» Dataset records
◇ ◇ ◇ ◇ ◇

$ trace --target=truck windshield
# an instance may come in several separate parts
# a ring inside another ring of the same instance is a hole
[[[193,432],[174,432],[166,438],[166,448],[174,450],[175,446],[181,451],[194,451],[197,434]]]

◇ ◇ ◇ ◇ ◇

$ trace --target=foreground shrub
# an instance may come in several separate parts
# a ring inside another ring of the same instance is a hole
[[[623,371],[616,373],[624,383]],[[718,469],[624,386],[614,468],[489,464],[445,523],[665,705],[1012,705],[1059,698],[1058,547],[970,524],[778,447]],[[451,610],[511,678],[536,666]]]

◇ ◇ ◇ ◇ ◇

» Requirement
Report each line in the entries above that contains the string "trace". Case counts, so only an exact-case match qualifies.

» Exercise output
$ trace --target=truck windshield
$ trace --target=foreground shrub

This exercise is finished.